§ What you should do: Filter the listing below, keeping only the lines that contain the string "shirt", and copy each one in full. The match is case-sensitive.
═════ Data supplied ═════
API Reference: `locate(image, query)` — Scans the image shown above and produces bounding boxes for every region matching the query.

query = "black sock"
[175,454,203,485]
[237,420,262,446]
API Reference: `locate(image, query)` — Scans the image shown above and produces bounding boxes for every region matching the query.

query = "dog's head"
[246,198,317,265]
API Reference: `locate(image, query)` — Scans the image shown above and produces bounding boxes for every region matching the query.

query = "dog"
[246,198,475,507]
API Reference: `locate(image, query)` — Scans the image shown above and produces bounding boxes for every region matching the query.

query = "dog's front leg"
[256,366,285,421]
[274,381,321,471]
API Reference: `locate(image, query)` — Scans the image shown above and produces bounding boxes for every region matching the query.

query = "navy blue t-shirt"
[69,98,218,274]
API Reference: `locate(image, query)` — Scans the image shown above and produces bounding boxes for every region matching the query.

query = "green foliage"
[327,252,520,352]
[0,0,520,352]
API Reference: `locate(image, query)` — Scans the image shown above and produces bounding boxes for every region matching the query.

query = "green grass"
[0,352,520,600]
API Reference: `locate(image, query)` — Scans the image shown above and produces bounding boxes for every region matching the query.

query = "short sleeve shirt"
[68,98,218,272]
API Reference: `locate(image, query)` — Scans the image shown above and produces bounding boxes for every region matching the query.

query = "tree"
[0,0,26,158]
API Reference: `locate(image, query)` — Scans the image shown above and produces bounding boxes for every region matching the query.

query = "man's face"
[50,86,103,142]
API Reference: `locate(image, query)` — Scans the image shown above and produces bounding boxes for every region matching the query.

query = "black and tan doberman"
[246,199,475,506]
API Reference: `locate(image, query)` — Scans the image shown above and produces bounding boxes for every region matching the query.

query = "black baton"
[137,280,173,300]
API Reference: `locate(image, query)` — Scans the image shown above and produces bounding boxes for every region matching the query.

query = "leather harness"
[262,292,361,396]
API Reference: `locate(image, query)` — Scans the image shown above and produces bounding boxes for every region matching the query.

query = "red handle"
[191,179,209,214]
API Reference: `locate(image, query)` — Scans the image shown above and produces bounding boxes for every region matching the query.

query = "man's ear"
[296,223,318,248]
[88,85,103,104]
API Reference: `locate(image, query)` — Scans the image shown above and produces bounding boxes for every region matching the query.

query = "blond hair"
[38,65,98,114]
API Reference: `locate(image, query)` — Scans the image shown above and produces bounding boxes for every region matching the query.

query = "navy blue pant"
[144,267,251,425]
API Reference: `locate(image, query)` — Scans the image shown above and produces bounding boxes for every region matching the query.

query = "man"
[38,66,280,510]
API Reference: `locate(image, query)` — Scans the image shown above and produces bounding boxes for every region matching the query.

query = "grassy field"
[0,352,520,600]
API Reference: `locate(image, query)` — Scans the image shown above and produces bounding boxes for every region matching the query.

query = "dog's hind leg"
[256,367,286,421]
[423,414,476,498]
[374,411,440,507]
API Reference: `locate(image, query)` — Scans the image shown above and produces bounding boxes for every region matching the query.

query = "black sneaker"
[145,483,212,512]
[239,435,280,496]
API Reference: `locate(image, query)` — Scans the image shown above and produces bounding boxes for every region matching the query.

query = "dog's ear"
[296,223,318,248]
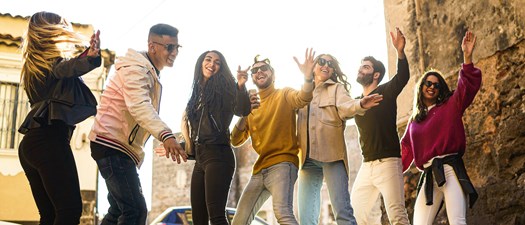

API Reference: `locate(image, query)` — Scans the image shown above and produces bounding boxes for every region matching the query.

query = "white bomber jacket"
[89,49,174,168]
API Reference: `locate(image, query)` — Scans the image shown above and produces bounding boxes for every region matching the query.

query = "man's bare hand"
[163,138,188,164]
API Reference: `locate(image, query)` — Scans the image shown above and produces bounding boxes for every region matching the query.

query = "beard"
[253,75,273,89]
[356,73,374,87]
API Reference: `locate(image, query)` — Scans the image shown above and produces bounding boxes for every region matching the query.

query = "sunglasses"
[251,65,270,74]
[317,58,334,69]
[152,41,182,53]
[424,80,441,89]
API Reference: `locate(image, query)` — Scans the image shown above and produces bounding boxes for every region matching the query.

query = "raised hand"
[293,48,315,80]
[390,27,406,59]
[237,66,251,89]
[461,31,476,64]
[248,89,261,110]
[165,138,188,164]
[360,94,383,109]
[87,30,100,57]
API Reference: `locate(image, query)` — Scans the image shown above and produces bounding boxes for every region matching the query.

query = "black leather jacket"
[189,85,251,147]
[18,50,102,134]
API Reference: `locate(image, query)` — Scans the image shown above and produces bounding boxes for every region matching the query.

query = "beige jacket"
═════
§ Response to this exercise:
query = "navy blue t-shirt"
query = "short sleeve shirt"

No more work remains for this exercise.